Data excerpts:
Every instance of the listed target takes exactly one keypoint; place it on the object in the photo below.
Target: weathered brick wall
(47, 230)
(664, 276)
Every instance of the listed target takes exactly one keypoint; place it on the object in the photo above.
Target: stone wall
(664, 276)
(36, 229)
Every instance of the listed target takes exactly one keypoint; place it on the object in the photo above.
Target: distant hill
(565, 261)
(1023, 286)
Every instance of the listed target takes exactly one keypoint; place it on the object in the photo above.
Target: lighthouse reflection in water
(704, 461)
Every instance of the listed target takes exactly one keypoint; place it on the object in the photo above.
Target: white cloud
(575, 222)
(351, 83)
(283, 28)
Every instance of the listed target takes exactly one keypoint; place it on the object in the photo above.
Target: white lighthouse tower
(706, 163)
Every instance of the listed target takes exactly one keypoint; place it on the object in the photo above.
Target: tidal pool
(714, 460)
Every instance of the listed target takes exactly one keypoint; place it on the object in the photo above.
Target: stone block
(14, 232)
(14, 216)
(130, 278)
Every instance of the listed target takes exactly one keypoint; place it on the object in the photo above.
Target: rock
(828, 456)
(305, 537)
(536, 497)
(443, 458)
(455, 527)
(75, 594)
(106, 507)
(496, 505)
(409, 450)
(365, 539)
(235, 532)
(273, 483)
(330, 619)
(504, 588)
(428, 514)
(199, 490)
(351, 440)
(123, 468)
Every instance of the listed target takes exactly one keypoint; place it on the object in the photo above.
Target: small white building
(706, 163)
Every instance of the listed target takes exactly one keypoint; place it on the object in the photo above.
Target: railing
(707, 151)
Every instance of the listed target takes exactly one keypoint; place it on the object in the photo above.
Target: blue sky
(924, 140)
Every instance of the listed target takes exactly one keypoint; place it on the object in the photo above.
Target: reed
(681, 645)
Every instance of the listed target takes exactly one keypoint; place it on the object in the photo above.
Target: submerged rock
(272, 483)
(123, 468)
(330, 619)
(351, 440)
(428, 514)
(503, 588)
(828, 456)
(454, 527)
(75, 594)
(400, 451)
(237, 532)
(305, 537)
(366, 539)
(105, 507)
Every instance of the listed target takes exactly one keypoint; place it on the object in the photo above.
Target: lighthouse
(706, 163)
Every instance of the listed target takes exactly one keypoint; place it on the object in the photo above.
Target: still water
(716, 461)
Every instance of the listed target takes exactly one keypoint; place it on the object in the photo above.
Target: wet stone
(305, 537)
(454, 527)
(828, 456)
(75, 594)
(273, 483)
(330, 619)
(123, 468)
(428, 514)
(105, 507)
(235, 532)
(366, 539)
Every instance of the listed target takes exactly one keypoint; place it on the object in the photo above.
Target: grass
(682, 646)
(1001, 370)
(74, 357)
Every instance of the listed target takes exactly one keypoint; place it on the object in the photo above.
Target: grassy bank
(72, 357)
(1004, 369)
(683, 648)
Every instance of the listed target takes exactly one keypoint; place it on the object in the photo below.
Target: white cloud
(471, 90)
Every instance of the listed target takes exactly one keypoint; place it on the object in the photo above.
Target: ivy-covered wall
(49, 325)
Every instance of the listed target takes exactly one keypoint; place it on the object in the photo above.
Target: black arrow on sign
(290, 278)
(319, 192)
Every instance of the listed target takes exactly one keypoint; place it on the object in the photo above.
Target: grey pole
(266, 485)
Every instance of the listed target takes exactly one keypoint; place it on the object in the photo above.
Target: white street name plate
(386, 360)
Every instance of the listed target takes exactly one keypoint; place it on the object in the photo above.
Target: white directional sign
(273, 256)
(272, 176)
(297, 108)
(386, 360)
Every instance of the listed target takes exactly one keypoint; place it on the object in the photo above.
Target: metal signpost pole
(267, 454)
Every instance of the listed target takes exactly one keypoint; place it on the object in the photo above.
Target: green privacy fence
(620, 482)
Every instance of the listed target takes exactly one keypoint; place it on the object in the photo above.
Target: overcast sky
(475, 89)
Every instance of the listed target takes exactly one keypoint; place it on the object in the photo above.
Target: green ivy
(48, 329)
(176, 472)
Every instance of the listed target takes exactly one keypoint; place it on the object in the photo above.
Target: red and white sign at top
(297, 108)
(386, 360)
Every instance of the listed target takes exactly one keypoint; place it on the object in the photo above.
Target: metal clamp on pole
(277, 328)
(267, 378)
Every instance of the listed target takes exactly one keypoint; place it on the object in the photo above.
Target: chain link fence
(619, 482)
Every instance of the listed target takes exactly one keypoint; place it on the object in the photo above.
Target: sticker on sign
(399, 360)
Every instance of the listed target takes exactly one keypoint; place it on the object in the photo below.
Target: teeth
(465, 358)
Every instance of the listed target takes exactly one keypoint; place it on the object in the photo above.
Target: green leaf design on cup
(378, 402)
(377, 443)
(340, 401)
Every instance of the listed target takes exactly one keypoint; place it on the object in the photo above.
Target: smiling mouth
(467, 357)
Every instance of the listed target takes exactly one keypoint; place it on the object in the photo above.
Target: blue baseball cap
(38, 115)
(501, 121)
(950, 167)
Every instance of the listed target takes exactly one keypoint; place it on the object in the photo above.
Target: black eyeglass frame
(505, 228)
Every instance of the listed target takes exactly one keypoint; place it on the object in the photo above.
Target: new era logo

◆ **Work request**
Having looked over the entries above, reproduce all of them exactly.

◆ **Reply**
Every instance of the listed target takes exactly one keypoint; place it on the object in the photo below.
Target: weathered brick wall
(47, 230)
(664, 276)
Every instance of the listed target takes exactly one keypoint; place it on the object in the photo above.
Target: stone wall
(664, 276)
(36, 229)
Every instance of the listed target takes exactly one keypoint; place it on the object in the photo above.
Target: distant hill
(565, 261)
(1023, 286)
Every instance of the listed target takes exactly one keypoint; place it on the object in the photo above.
Target: lighthouse reflection in water
(704, 461)
Every instance of the listed target takes exactly one keypoint; place it on the object in the photo above.
Target: white cloud
(575, 222)
(351, 83)
(283, 28)
Every instance of the listed target takes exactly one keypoint; place it on the object in the photo above.
Target: white lighthouse tower
(706, 163)
Every instance of the listed target takes exactly one keypoint; place it on the object in the photo above.
Target: tidal pool
(714, 460)
Every instance of the listed target takes exactly one keypoint; place it on the object in the photo above.
Target: stone block
(14, 232)
(14, 216)
(130, 278)
Every instance of the listed target takes exactly one keypoint; place it on the object in the photo above.
Target: rock
(828, 456)
(305, 537)
(536, 497)
(443, 458)
(455, 527)
(75, 594)
(106, 507)
(496, 505)
(409, 450)
(365, 539)
(235, 532)
(273, 483)
(330, 619)
(504, 588)
(428, 514)
(199, 490)
(351, 440)
(123, 468)
Every instance of the listed target takes exactly one keypoint; place it on the object in the photo above.
Target: small white building
(706, 163)
Every instance of the listed target takes exactly one keypoint; place it on the object in the photo above.
Target: railing
(707, 151)
Every instance of the listed target takes exactly one keypoint; place it on the object in the photo above.
Target: blue sky
(924, 140)
Every instance of the listed target takes exactly one keypoint; place it on the object in the photo above.
Target: reed
(681, 645)
Every instance of the listed target takes exactly one keypoint; place it on the object in the photo above.
Target: submerged rock
(272, 483)
(123, 468)
(330, 619)
(351, 440)
(428, 514)
(503, 588)
(828, 456)
(454, 527)
(75, 594)
(400, 451)
(237, 532)
(305, 537)
(366, 539)
(105, 507)
Every instance of the listed target takes exactly one keypoint; place it on the object in the photo above.
Target: lighthouse
(706, 163)
Every instance of the listed target takes exactly one keypoint; place it on the object in the photo above.
Target: still water
(716, 461)
Every instance of the listed target takes exactly one keypoint; place it on the object in the photo above.
Target: wet stone
(305, 537)
(454, 527)
(828, 456)
(75, 594)
(273, 483)
(330, 619)
(123, 468)
(428, 514)
(105, 507)
(235, 532)
(366, 539)
Every instance of the listed target takes exactly one keypoint; place it on the object in the photo above.
Target: grass
(682, 646)
(1001, 370)
(74, 357)
Every instance of the listed target takes exactly one keypoint; place it on the object in the photo above.
Target: grassy bank
(72, 357)
(1004, 369)
(683, 648)
Every instance of the listed target takes exactly one keypoint; place it on the object in the photo below.
Target: white cloud
(471, 90)
Every instance of the listed target takes exactly one keypoint; place it on the object in the photo above.
Target: ivy-covered wall
(49, 325)
Every instance of the listed target takes exactly one keypoint; place it on the object in the photo above.
Target: black arrow on sign
(290, 278)
(319, 192)
Every instance of the listed target takes exactly one keypoint; place it on the object in the photo above.
Target: grey pole
(266, 485)
Every instance of the listed target takes exactly one keypoint; place it on the object in the photo above.
Target: white street name plate
(386, 360)
Every instance of the listed target takes exactly one keypoint; place it on the object in the photo above.
Target: white directional sign
(273, 256)
(272, 176)
(297, 108)
(386, 360)
Every instance of the listed target takes exactly one keypoint; place it on the object in the photo above.
Target: metal signpost pole
(267, 454)
Every instance of the listed target takes exactly one keypoint; place it on the object in the photo above.
Target: green privacy fence
(620, 482)
Every instance of the listed target takes exactly one keypoint; place it on the object in the photo above.
Target: overcast sky
(475, 89)
Every instance of the listed target takes exactly one keypoint; place it on the object in the photo above.
Target: green ivy
(48, 329)
(176, 472)
Every instance of the listed target takes exactly one keypoint; place it on the object in the photo above.
Target: red and white sign at top
(297, 108)
(386, 360)
Every instance of the listed target takes exactly one keypoint; place it on the object in the photo above.
Target: metal clamp on pole
(277, 328)
(267, 378)
Every instance of the listed target takes exactly one keypoint; place it on the object in the photo above.
Target: chain link fence
(619, 482)
Every instance of the listed target takes exactly one keypoint; place it on the object in the photo above.
Target: sticker on sign
(399, 360)
Every instance of the listed target takes exactly one keypoint; place it on the object in the photo below.
Target: teeth
(465, 358)
Every instance of the listed target takes exactly one keypoint; place it on the object in the photo above.
Target: green leaf design on cup
(378, 402)
(377, 443)
(340, 401)
Every instance of the listed target takes exactly one keypoint; place it on the object in the photo above.
Target: smiling mouth
(467, 357)
Every instance of the listed target takes exactly one keypoint; place it on the object in the photo above.
Target: blue baseball cap
(38, 115)
(501, 121)
(950, 167)
Every instance of the listed target takes exactly one keypoint; place it on the object in the photo above.
Target: black eyeglass frame
(505, 228)
Every instance of the listed target takes exactly one keypoint; place it on the object in the photo above.
Target: new era logo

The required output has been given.